→ Your objective
Gather every line below that contains the word "yellow", and copy each one in full. Case counts.

[Dataset excerpt]
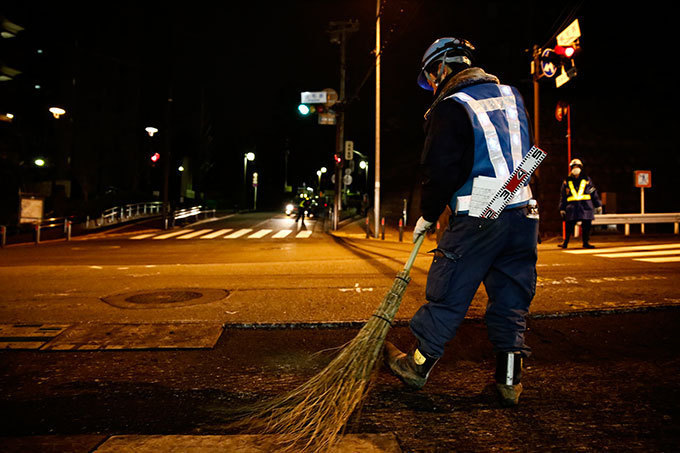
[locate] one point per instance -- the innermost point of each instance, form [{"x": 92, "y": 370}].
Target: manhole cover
[{"x": 166, "y": 298}]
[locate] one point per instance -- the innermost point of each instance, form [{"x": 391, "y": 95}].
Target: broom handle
[{"x": 414, "y": 253}]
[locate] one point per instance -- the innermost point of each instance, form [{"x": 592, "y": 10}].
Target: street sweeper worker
[{"x": 476, "y": 126}]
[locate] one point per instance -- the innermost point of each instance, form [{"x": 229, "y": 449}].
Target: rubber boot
[
  {"x": 413, "y": 368},
  {"x": 508, "y": 375}
]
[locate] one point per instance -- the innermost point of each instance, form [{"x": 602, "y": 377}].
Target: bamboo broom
[{"x": 311, "y": 417}]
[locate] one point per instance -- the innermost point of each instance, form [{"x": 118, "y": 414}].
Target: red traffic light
[{"x": 566, "y": 52}]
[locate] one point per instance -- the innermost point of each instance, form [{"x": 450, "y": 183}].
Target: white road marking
[
  {"x": 632, "y": 248},
  {"x": 640, "y": 254},
  {"x": 239, "y": 233},
  {"x": 259, "y": 234},
  {"x": 172, "y": 234},
  {"x": 669, "y": 259},
  {"x": 143, "y": 236},
  {"x": 217, "y": 233},
  {"x": 282, "y": 234},
  {"x": 194, "y": 234}
]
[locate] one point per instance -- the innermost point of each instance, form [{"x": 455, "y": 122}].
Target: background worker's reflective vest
[
  {"x": 501, "y": 134},
  {"x": 579, "y": 198},
  {"x": 580, "y": 195}
]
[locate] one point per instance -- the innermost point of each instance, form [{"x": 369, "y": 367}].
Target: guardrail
[
  {"x": 54, "y": 222},
  {"x": 628, "y": 219},
  {"x": 125, "y": 212}
]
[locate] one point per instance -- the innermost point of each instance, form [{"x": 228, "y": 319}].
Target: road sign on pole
[
  {"x": 349, "y": 150},
  {"x": 313, "y": 97},
  {"x": 569, "y": 34}
]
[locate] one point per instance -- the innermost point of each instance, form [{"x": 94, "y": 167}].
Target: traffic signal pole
[{"x": 339, "y": 32}]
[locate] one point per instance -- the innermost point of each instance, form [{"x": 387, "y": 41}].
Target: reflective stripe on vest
[
  {"x": 580, "y": 195},
  {"x": 501, "y": 137},
  {"x": 481, "y": 108}
]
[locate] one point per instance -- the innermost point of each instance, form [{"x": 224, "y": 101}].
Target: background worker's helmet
[
  {"x": 447, "y": 50},
  {"x": 575, "y": 163}
]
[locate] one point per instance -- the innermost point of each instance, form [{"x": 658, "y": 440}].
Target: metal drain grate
[{"x": 166, "y": 298}]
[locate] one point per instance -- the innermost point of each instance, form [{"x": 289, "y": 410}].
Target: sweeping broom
[{"x": 312, "y": 416}]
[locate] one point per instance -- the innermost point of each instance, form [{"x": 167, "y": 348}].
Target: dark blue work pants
[{"x": 502, "y": 254}]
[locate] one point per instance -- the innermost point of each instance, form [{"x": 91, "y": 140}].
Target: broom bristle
[{"x": 313, "y": 415}]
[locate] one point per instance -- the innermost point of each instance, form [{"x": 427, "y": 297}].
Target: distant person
[
  {"x": 579, "y": 201},
  {"x": 476, "y": 126},
  {"x": 302, "y": 208}
]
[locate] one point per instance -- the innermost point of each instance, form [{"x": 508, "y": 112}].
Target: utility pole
[
  {"x": 535, "y": 71},
  {"x": 338, "y": 32},
  {"x": 378, "y": 54}
]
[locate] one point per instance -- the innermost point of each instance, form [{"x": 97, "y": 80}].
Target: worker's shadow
[{"x": 401, "y": 398}]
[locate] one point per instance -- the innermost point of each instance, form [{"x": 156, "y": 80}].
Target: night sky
[{"x": 235, "y": 72}]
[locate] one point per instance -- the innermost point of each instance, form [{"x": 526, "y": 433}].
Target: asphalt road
[{"x": 604, "y": 374}]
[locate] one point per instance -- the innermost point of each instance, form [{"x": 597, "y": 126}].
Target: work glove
[{"x": 422, "y": 226}]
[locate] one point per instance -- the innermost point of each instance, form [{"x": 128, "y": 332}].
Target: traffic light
[
  {"x": 565, "y": 52},
  {"x": 560, "y": 62},
  {"x": 305, "y": 109}
]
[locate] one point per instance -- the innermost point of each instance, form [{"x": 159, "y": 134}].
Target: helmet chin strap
[{"x": 438, "y": 80}]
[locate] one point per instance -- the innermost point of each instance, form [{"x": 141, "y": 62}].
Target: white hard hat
[{"x": 576, "y": 163}]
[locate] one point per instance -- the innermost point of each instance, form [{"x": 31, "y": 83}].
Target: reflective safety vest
[
  {"x": 580, "y": 195},
  {"x": 501, "y": 135}
]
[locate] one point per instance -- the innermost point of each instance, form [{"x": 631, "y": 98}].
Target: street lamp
[
  {"x": 246, "y": 157},
  {"x": 57, "y": 111},
  {"x": 364, "y": 166}
]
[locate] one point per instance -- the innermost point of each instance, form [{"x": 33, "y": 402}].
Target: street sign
[
  {"x": 31, "y": 209},
  {"x": 349, "y": 150},
  {"x": 561, "y": 110},
  {"x": 547, "y": 65},
  {"x": 565, "y": 76},
  {"x": 331, "y": 96},
  {"x": 313, "y": 97},
  {"x": 327, "y": 118},
  {"x": 643, "y": 178},
  {"x": 569, "y": 34}
]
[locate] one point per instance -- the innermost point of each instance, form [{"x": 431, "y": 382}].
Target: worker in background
[
  {"x": 476, "y": 126},
  {"x": 579, "y": 201},
  {"x": 303, "y": 205}
]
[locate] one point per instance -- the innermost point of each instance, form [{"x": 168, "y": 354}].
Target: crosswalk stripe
[
  {"x": 194, "y": 234},
  {"x": 632, "y": 248},
  {"x": 640, "y": 254},
  {"x": 282, "y": 234},
  {"x": 217, "y": 233},
  {"x": 172, "y": 234},
  {"x": 259, "y": 234},
  {"x": 667, "y": 259},
  {"x": 143, "y": 236},
  {"x": 239, "y": 233}
]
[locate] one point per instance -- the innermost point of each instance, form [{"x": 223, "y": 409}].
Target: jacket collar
[{"x": 458, "y": 81}]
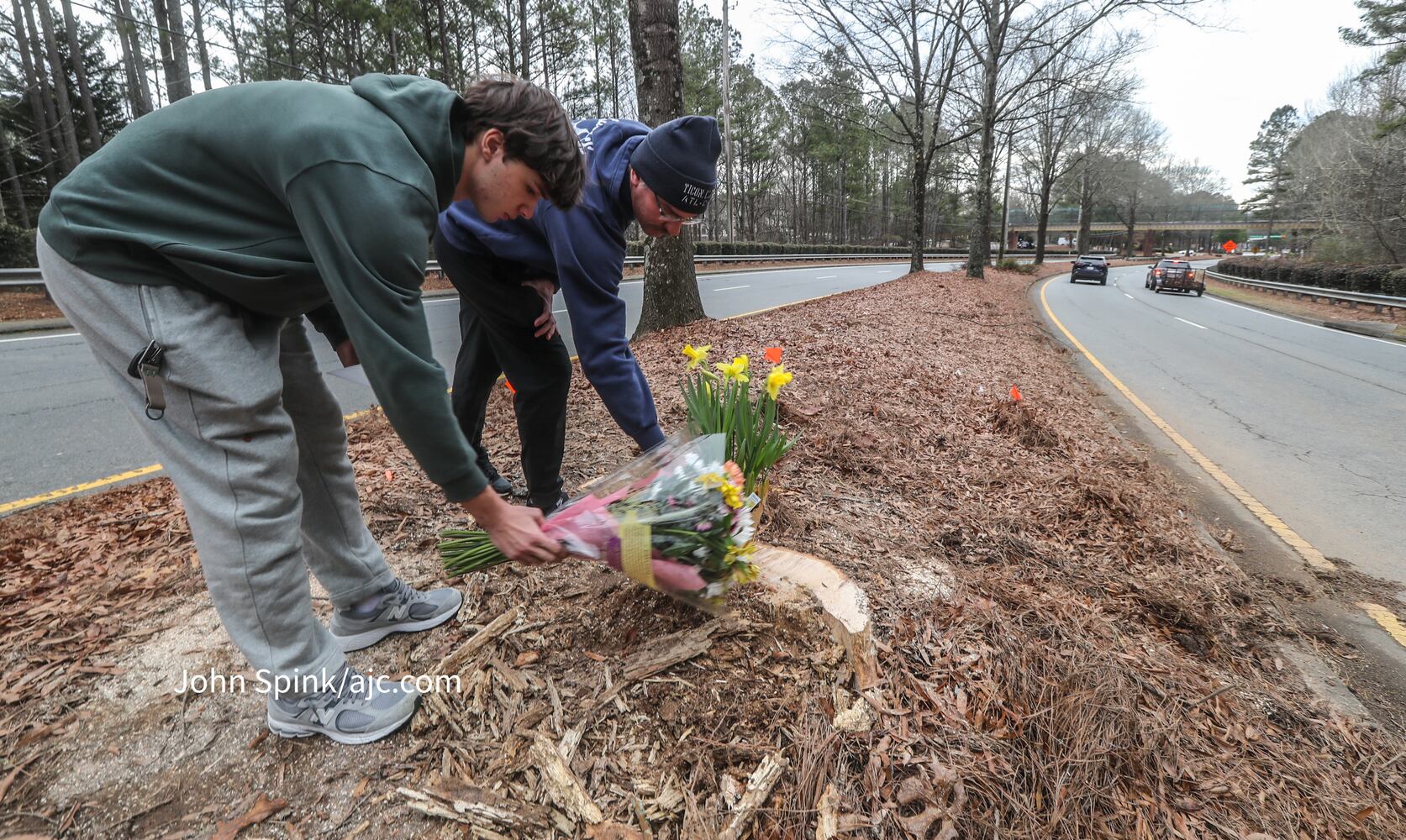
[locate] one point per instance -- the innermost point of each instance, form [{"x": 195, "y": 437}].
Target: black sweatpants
[{"x": 495, "y": 322}]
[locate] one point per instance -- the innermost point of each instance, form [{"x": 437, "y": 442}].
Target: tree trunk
[
  {"x": 919, "y": 208},
  {"x": 1042, "y": 231},
  {"x": 524, "y": 38},
  {"x": 202, "y": 50},
  {"x": 671, "y": 290},
  {"x": 234, "y": 41},
  {"x": 62, "y": 121},
  {"x": 163, "y": 38},
  {"x": 39, "y": 102},
  {"x": 290, "y": 39},
  {"x": 319, "y": 39},
  {"x": 134, "y": 92},
  {"x": 85, "y": 93},
  {"x": 13, "y": 179},
  {"x": 449, "y": 75},
  {"x": 1086, "y": 214},
  {"x": 979, "y": 250}
]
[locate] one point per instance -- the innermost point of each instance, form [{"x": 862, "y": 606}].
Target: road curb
[
  {"x": 33, "y": 325},
  {"x": 61, "y": 323}
]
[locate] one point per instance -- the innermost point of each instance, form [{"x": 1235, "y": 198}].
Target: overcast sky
[{"x": 1212, "y": 85}]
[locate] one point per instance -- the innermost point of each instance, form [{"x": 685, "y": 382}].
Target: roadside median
[{"x": 1061, "y": 652}]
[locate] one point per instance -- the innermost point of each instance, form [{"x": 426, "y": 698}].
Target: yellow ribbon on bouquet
[{"x": 636, "y": 551}]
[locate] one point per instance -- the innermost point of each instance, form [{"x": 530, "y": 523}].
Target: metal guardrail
[
  {"x": 10, "y": 277},
  {"x": 1314, "y": 292},
  {"x": 29, "y": 277}
]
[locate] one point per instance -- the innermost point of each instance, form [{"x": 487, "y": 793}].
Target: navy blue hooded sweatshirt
[{"x": 584, "y": 250}]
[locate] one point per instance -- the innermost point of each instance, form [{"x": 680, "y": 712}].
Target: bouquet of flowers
[{"x": 674, "y": 518}]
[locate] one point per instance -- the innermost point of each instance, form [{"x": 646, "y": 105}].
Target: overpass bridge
[{"x": 1151, "y": 234}]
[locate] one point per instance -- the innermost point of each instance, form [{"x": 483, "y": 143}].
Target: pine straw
[
  {"x": 1065, "y": 654},
  {"x": 24, "y": 305}
]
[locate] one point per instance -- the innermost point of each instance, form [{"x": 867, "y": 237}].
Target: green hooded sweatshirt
[{"x": 280, "y": 197}]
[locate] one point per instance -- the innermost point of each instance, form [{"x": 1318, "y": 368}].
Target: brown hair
[{"x": 536, "y": 127}]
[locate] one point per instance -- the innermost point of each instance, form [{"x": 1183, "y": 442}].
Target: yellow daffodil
[
  {"x": 745, "y": 572},
  {"x": 735, "y": 370},
  {"x": 777, "y": 380},
  {"x": 731, "y": 495},
  {"x": 696, "y": 354}
]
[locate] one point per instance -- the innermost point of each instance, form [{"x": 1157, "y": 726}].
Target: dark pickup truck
[
  {"x": 1090, "y": 267},
  {"x": 1176, "y": 276}
]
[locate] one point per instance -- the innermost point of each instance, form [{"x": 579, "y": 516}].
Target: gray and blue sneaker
[
  {"x": 356, "y": 708},
  {"x": 401, "y": 610}
]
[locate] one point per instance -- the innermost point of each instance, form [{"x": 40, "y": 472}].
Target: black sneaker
[
  {"x": 499, "y": 485},
  {"x": 551, "y": 505}
]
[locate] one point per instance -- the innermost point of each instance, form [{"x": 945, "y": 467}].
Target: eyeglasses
[{"x": 666, "y": 217}]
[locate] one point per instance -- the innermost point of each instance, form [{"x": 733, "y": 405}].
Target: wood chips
[{"x": 1061, "y": 652}]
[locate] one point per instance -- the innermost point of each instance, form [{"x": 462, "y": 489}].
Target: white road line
[
  {"x": 37, "y": 338},
  {"x": 1303, "y": 323}
]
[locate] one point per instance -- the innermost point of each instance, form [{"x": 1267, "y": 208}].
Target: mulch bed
[
  {"x": 1061, "y": 655},
  {"x": 25, "y": 305},
  {"x": 1303, "y": 308}
]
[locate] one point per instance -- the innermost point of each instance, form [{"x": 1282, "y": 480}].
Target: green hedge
[
  {"x": 747, "y": 249},
  {"x": 1372, "y": 280},
  {"x": 16, "y": 246}
]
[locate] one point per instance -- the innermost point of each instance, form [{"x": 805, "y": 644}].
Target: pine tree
[
  {"x": 1384, "y": 24},
  {"x": 1270, "y": 166}
]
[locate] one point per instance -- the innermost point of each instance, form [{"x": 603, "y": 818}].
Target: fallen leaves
[{"x": 262, "y": 810}]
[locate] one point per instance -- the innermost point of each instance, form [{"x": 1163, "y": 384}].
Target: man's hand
[
  {"x": 516, "y": 531},
  {"x": 545, "y": 322},
  {"x": 346, "y": 354}
]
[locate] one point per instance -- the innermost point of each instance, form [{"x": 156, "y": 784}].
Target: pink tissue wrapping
[{"x": 589, "y": 522}]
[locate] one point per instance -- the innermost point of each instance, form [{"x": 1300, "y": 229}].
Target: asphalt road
[
  {"x": 1307, "y": 419},
  {"x": 62, "y": 424}
]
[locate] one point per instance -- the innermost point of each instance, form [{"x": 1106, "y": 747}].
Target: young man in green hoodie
[{"x": 186, "y": 252}]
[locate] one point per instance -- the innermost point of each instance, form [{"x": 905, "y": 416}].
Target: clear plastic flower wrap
[{"x": 674, "y": 518}]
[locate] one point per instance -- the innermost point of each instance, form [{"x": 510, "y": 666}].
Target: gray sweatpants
[{"x": 256, "y": 447}]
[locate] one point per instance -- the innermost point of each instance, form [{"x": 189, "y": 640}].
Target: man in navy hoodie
[{"x": 508, "y": 270}]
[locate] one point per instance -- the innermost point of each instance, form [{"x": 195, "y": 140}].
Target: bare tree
[
  {"x": 203, "y": 52},
  {"x": 13, "y": 177},
  {"x": 998, "y": 34},
  {"x": 81, "y": 72},
  {"x": 41, "y": 107},
  {"x": 140, "y": 92},
  {"x": 904, "y": 55},
  {"x": 1061, "y": 113},
  {"x": 68, "y": 137},
  {"x": 1138, "y": 159},
  {"x": 671, "y": 290}
]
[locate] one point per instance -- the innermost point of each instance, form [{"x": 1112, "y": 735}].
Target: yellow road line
[
  {"x": 782, "y": 305},
  {"x": 1312, "y": 555},
  {"x": 62, "y": 492},
  {"x": 155, "y": 468},
  {"x": 1387, "y": 620},
  {"x": 113, "y": 480}
]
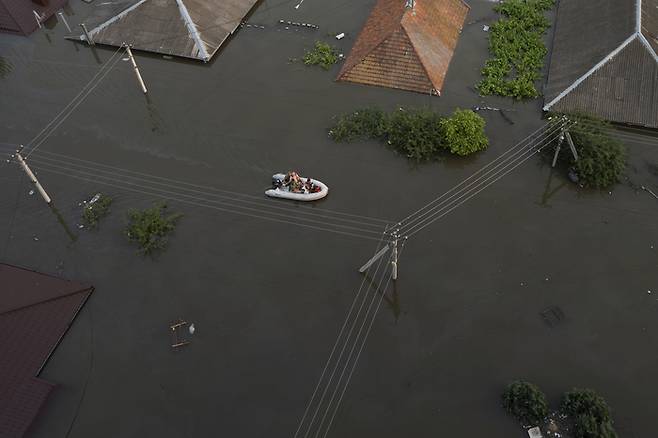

→ Solved problem
Target: yellow ribbon on bouquet
Target: yellow daffodil
Target: yellow road line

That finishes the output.